**What is being asked:**
Please locate every line in the listing below that contains the word "dark" and copy each one out. Case counts.
═════ Dataset records
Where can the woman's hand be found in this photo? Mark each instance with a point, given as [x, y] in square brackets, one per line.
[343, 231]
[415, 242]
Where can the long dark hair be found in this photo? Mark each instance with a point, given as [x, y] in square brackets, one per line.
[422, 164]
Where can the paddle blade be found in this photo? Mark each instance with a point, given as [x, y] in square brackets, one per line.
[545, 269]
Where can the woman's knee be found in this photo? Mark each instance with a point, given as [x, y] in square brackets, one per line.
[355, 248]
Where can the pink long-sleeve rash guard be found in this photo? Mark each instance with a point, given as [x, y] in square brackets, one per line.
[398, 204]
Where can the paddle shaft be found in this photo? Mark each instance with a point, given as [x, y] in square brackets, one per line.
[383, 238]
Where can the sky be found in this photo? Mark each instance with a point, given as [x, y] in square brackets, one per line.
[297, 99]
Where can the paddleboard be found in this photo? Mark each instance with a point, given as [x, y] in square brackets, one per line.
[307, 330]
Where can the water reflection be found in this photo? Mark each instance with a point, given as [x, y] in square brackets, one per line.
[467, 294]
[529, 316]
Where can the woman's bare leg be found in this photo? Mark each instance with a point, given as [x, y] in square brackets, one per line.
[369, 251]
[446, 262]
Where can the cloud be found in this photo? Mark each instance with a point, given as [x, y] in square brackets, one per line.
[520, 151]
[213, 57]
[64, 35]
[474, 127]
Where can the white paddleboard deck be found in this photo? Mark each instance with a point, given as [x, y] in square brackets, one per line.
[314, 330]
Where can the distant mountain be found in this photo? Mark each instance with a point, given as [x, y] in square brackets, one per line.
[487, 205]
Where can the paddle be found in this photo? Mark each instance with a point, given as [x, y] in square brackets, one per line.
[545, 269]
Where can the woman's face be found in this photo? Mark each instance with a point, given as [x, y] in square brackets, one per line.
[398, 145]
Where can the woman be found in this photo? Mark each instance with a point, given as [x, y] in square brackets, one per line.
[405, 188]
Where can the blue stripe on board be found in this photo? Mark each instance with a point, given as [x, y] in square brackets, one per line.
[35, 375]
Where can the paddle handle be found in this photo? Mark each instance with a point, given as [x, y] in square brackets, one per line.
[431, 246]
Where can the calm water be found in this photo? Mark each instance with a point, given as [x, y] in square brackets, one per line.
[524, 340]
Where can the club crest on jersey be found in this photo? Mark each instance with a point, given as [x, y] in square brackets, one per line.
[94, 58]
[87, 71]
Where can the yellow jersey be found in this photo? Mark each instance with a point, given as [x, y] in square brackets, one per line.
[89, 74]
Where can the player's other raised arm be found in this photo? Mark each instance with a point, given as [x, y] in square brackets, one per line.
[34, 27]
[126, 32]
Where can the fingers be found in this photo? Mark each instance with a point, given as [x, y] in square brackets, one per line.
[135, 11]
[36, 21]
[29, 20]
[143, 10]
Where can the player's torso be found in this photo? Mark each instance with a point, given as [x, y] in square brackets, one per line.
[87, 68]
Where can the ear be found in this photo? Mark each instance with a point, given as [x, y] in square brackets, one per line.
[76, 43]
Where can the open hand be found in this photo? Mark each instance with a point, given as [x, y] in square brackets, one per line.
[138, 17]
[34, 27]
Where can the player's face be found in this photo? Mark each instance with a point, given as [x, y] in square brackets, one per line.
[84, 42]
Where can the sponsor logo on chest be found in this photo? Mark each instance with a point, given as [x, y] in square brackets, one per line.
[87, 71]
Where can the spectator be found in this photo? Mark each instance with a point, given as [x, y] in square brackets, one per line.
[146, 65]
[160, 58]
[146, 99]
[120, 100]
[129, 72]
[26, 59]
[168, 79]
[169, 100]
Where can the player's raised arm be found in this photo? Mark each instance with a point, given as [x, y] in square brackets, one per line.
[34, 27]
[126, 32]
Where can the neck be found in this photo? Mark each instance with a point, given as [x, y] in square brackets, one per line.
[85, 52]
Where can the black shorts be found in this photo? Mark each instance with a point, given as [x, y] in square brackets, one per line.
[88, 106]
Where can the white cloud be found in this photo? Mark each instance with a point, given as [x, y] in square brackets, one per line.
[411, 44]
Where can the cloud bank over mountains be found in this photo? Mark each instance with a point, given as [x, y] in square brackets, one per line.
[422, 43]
══════════
═════ Dataset records
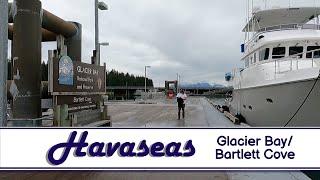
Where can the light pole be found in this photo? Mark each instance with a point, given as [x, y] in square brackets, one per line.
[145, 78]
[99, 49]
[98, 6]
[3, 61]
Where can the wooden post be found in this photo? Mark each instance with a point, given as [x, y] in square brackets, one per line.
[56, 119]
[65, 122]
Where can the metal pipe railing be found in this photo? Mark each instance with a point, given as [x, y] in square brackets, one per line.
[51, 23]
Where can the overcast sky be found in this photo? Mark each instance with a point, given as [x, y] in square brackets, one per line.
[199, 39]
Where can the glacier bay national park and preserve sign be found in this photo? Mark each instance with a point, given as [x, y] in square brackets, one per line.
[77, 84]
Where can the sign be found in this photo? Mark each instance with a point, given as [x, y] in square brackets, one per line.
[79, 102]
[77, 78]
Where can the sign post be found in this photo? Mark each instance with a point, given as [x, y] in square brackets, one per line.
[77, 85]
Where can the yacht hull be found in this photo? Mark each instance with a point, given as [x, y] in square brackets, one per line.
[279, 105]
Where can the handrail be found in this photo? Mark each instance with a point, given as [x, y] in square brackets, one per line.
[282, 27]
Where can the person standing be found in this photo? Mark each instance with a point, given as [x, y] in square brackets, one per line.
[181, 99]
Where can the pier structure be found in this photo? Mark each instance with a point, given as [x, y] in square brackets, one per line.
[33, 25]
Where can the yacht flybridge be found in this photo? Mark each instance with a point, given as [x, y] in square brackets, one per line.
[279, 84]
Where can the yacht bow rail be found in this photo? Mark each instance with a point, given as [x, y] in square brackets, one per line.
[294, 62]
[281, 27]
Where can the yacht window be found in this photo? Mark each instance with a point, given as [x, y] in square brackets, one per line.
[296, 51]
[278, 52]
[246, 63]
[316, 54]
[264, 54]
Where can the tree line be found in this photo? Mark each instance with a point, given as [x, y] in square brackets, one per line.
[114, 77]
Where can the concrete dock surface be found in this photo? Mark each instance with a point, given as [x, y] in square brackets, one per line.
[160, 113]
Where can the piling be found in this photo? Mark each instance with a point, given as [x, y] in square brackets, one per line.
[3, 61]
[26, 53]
══════════
═════ Dataset records
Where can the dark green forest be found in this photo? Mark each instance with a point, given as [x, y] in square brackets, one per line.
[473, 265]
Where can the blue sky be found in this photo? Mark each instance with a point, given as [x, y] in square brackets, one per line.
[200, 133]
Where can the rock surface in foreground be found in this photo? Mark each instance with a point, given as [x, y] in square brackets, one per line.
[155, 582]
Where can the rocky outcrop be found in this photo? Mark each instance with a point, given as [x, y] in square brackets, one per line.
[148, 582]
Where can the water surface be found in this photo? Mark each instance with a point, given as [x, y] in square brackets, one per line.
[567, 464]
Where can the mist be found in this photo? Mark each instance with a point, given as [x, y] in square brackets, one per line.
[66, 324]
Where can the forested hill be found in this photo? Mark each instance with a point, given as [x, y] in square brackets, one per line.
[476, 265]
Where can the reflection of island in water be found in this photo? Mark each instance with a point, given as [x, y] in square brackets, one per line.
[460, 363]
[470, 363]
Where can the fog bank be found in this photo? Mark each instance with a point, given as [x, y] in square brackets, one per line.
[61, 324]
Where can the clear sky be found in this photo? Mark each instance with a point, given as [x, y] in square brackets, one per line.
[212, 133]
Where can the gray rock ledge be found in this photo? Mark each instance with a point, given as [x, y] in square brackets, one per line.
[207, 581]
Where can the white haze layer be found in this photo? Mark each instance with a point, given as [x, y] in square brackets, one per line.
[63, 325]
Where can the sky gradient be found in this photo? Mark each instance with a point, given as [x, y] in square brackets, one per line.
══════════
**Task result:**
Where can the long dark hair be found in this photo? Mark each instance with a point, given as [x, y] in square brackets, one per line.
Where can the dark green forest be found in this photo? Mark each instance with a point, given as [x, y] in square brackets, one per line.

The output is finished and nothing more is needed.